>> BEGIN Data to process
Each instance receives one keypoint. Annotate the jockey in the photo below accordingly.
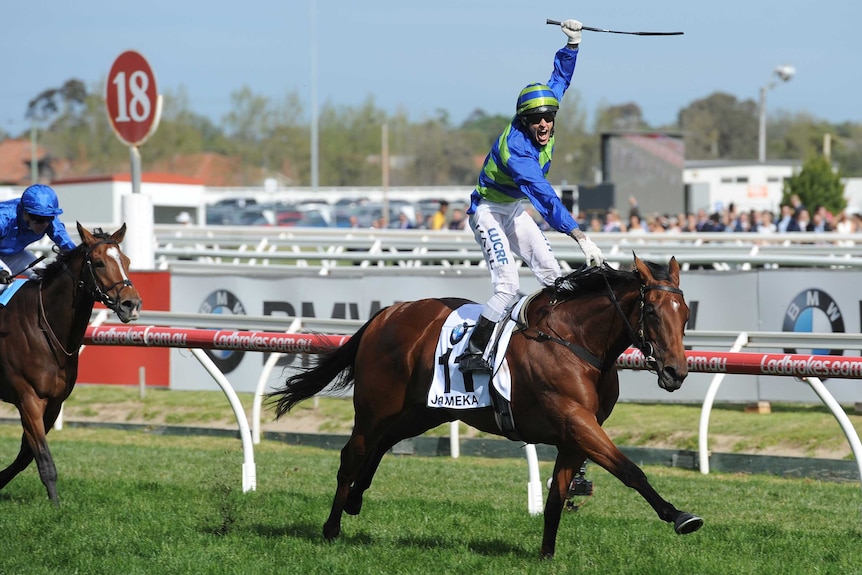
(26, 220)
(515, 169)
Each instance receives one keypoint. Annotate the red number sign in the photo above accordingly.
(132, 99)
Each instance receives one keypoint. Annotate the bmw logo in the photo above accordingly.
(223, 302)
(813, 311)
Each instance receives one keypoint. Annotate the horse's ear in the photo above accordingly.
(85, 234)
(640, 267)
(119, 234)
(673, 267)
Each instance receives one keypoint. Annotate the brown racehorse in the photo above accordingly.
(563, 377)
(42, 329)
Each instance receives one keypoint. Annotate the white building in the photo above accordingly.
(97, 200)
(714, 184)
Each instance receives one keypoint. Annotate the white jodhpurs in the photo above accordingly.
(506, 231)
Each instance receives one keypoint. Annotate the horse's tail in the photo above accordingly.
(334, 367)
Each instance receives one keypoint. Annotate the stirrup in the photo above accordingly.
(474, 363)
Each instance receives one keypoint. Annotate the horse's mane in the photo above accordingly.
(60, 263)
(587, 280)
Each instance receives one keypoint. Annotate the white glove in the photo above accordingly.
(592, 252)
(572, 29)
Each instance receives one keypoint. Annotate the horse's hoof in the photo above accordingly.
(687, 523)
(353, 506)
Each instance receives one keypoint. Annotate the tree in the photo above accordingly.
(817, 185)
(623, 117)
(71, 94)
(720, 127)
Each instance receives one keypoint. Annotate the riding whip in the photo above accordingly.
(591, 29)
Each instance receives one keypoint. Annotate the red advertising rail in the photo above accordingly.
(780, 364)
(156, 336)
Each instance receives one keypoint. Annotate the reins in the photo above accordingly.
(639, 339)
(95, 292)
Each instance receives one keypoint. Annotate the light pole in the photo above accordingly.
(783, 73)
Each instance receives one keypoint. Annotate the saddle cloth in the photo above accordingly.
(450, 388)
(9, 290)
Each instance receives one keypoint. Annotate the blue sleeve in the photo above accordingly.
(531, 181)
(60, 236)
(526, 170)
(564, 67)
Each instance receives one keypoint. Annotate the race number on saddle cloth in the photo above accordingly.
(450, 388)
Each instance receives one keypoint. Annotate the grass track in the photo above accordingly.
(137, 503)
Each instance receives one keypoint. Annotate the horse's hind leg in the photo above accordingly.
(22, 460)
(409, 424)
(564, 471)
(352, 456)
(593, 440)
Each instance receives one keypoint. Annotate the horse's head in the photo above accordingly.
(106, 276)
(661, 326)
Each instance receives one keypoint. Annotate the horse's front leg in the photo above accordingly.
(564, 470)
(35, 412)
(589, 436)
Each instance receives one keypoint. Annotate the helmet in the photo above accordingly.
(40, 200)
(537, 99)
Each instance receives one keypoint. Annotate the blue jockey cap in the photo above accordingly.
(40, 200)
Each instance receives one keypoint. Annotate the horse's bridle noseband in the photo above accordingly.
(645, 347)
(95, 291)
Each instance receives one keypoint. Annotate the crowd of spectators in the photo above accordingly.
(793, 217)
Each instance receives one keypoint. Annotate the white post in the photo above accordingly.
(534, 487)
(703, 450)
(761, 139)
(249, 473)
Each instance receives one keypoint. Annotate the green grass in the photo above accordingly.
(807, 430)
(133, 502)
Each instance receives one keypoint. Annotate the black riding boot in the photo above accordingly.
(471, 359)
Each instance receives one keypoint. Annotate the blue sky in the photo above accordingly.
(447, 55)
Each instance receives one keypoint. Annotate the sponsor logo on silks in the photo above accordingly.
(814, 311)
(223, 302)
(458, 332)
(496, 249)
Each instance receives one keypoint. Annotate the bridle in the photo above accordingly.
(639, 338)
(95, 292)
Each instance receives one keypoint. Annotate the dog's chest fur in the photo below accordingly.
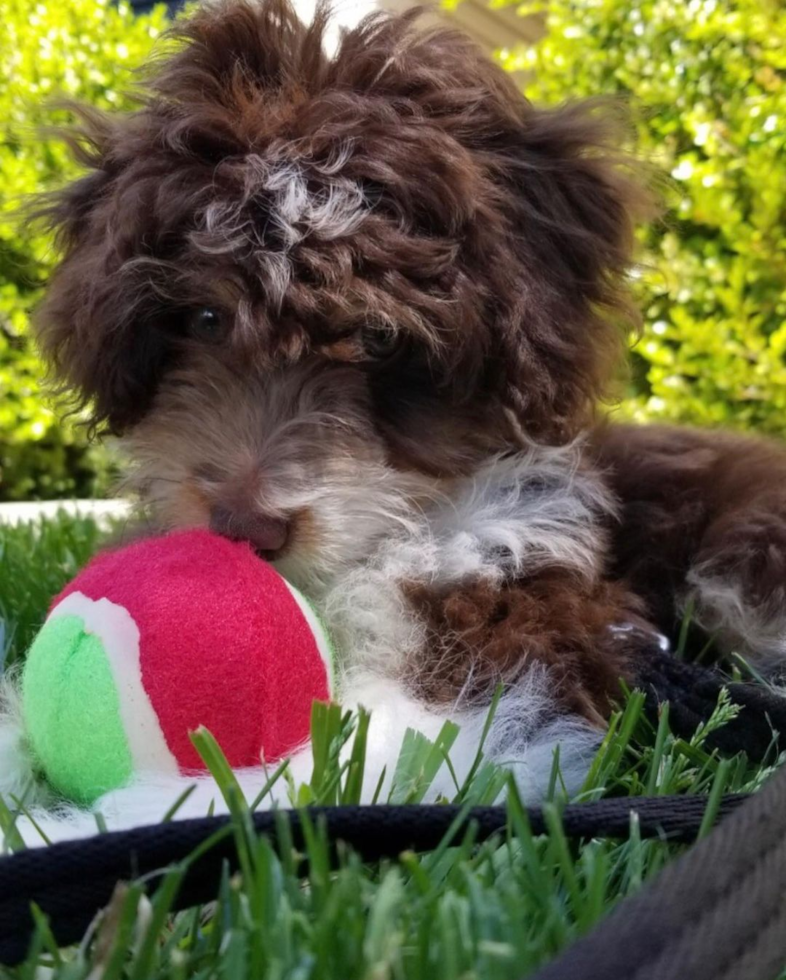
(517, 517)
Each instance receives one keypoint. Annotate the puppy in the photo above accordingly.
(359, 310)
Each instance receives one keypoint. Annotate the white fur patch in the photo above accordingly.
(517, 515)
(17, 775)
(720, 608)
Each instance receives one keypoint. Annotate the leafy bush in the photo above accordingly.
(707, 83)
(82, 49)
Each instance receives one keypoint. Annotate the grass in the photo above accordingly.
(493, 911)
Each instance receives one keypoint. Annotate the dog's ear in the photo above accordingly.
(86, 325)
(550, 207)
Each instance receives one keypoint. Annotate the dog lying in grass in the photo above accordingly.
(360, 309)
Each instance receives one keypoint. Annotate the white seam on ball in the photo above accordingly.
(119, 635)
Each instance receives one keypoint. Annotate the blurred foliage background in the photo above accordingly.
(71, 48)
(706, 80)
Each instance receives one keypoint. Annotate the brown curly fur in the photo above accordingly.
(401, 193)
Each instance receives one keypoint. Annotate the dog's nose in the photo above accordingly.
(267, 535)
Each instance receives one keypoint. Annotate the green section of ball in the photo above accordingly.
(72, 712)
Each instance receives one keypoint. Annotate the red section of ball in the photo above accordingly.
(223, 643)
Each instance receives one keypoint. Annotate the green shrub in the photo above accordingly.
(81, 49)
(707, 82)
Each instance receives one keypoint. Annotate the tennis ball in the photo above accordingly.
(152, 641)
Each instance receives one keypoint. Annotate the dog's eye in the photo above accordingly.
(205, 323)
(379, 341)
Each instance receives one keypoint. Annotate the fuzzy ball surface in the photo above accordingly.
(152, 641)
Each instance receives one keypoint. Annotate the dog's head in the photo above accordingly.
(310, 289)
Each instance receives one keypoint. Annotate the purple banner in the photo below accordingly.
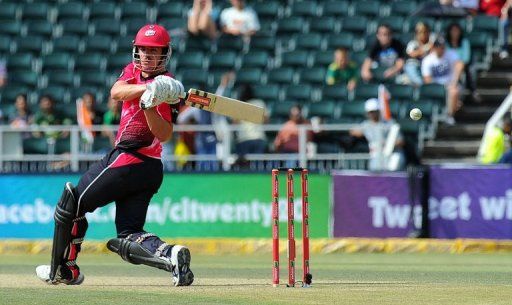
(470, 202)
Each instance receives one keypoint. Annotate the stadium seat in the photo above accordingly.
(102, 9)
(70, 10)
(280, 76)
(268, 92)
(294, 58)
(107, 26)
(302, 93)
(171, 10)
(368, 8)
(335, 8)
(357, 25)
(290, 25)
(255, 59)
(134, 10)
(248, 76)
(75, 26)
(40, 27)
(223, 61)
(304, 8)
(365, 91)
(12, 28)
(35, 11)
(323, 109)
(57, 62)
(325, 25)
(9, 12)
(67, 79)
(98, 43)
(35, 146)
(338, 93)
(229, 43)
(341, 40)
(314, 76)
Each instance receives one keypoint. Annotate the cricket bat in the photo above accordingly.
(224, 105)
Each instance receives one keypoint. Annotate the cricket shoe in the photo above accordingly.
(43, 273)
(180, 260)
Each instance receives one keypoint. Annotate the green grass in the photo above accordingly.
(337, 278)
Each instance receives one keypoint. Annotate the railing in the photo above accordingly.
(11, 149)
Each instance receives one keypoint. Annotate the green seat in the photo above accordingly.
(335, 8)
(304, 8)
(68, 43)
(341, 40)
(368, 8)
(268, 92)
(302, 93)
(255, 59)
(298, 58)
(35, 11)
(134, 10)
(102, 9)
(223, 61)
(57, 62)
(192, 59)
(171, 9)
(314, 76)
(30, 43)
(338, 93)
(63, 78)
(98, 44)
(354, 24)
(402, 93)
(35, 146)
(9, 27)
(70, 10)
(290, 25)
(323, 109)
(248, 76)
(325, 24)
(280, 76)
(366, 91)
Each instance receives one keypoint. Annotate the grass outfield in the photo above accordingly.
(337, 278)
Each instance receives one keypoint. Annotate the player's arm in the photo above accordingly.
(160, 128)
(123, 91)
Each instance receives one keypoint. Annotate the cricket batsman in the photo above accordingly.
(128, 175)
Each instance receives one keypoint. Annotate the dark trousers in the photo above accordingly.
(130, 187)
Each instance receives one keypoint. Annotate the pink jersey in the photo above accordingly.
(133, 130)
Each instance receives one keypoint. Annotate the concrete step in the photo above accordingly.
(450, 149)
(460, 132)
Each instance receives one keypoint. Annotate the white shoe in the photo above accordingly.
(180, 260)
(43, 273)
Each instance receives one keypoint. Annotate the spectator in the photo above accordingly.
(239, 19)
(287, 139)
(388, 52)
(494, 144)
(48, 115)
(22, 116)
(251, 138)
(203, 18)
(444, 67)
(417, 49)
(342, 70)
(376, 132)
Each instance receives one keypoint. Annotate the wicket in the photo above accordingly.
(307, 277)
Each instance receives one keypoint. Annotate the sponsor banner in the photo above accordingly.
(187, 205)
(471, 202)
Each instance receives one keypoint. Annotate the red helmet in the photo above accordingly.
(152, 35)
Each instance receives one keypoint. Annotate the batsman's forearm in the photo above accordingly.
(160, 128)
(122, 91)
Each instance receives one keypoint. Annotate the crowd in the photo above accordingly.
(441, 58)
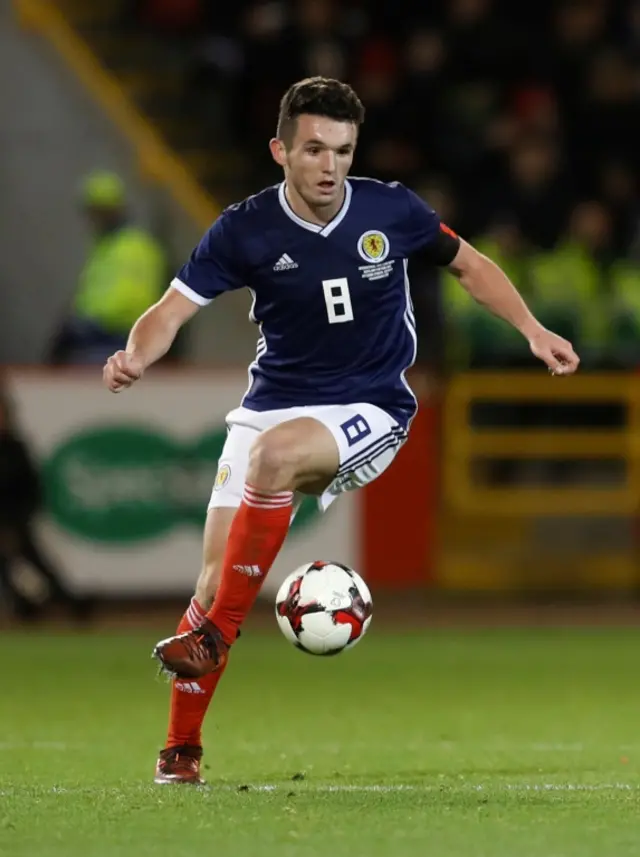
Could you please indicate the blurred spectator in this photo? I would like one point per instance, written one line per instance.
(123, 275)
(537, 191)
(521, 110)
(607, 121)
(477, 338)
(20, 500)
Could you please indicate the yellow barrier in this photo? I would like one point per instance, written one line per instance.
(463, 443)
(491, 538)
(155, 158)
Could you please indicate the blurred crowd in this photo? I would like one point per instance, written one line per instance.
(519, 122)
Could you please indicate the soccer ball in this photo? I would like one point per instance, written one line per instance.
(324, 608)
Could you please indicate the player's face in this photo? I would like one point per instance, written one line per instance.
(319, 158)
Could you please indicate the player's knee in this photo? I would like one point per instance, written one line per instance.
(274, 457)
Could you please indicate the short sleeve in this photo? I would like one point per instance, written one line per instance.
(214, 266)
(426, 234)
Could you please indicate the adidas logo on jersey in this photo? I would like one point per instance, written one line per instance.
(249, 570)
(285, 263)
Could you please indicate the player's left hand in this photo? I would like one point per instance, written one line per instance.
(556, 352)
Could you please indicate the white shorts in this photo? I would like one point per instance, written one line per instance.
(368, 440)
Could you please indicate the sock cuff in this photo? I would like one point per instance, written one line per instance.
(266, 499)
(195, 614)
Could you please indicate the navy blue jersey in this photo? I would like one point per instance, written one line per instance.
(332, 302)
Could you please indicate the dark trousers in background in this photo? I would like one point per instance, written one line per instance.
(19, 543)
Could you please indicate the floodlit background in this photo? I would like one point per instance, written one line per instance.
(515, 502)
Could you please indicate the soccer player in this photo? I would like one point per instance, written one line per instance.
(328, 405)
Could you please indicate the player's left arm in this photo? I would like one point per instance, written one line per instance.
(483, 279)
(487, 283)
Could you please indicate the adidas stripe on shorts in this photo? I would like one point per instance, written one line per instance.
(368, 440)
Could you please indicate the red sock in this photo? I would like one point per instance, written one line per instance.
(257, 532)
(190, 699)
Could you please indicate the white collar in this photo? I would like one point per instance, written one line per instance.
(316, 227)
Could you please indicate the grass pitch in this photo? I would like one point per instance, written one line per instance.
(514, 743)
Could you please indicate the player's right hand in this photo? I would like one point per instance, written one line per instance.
(121, 370)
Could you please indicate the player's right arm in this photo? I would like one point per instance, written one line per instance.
(151, 337)
(213, 268)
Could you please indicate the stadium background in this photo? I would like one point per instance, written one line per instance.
(514, 505)
(520, 125)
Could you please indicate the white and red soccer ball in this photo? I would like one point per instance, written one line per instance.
(324, 608)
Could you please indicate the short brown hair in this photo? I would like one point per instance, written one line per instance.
(318, 96)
>> END Data to process
- **Task prompt**
Starting with the line that contains "Could you please indicate the white collar", write out each line through the end of the listing, exactly as it appears, and include nothing else.

- **Complete output**
Could you please indicate the white collar in this photo? I would like one point per instance, written one line per instance.
(316, 227)
Could you please indicate the grass pitch in this photo? I would like one point per instance, written one line per instance.
(514, 743)
Could you please indicate the player's right hand in this photo? I would like one point per instance, written one line per instance.
(121, 370)
Could you please indicate the player's right arm in this photo? I would like one point per instance, written one line per instance.
(151, 337)
(213, 268)
Could you please indicate the stadium background in this photo? I would like one point per instance, written one line per instance.
(514, 505)
(520, 125)
Could you please indicate the white and red soccer ball in this photo? I would like one point per instance, written one line per instance.
(324, 608)
Could you please indicate the short brown hair in this photo? I would like one point per instance, written one line per instance.
(318, 96)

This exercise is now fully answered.